Location identification entries

========

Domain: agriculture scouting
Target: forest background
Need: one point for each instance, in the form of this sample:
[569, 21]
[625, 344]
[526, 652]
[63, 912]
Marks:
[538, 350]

========

▶ **Instructions to follow**:
Copy the records above line for line, without changing a single character.

▶ **Solution for this problem**:
Domain: agriculture scouting
Target: forest background
Need: one point for each instance, in the form of this sample:
[569, 21]
[625, 344]
[526, 652]
[63, 912]
Marks:
[538, 350]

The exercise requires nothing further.